- **Instructions to follow**
Rewrite every line of the items below, requests included. Offset each x and y coordinate in the answers by -55.

- **Task inputs**
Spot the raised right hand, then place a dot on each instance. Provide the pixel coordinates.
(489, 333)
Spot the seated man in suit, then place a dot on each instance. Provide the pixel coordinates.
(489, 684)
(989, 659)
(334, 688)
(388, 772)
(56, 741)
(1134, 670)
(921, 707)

- **Correct answer**
Spot the raised right hand, then place a dot on each instance. Provide the pixel coordinates.
(434, 278)
Spot the seated man in suit, then place a dot on each instance. Provide the pixel coordinates.
(434, 629)
(934, 604)
(279, 633)
(333, 717)
(1, 686)
(1079, 615)
(866, 652)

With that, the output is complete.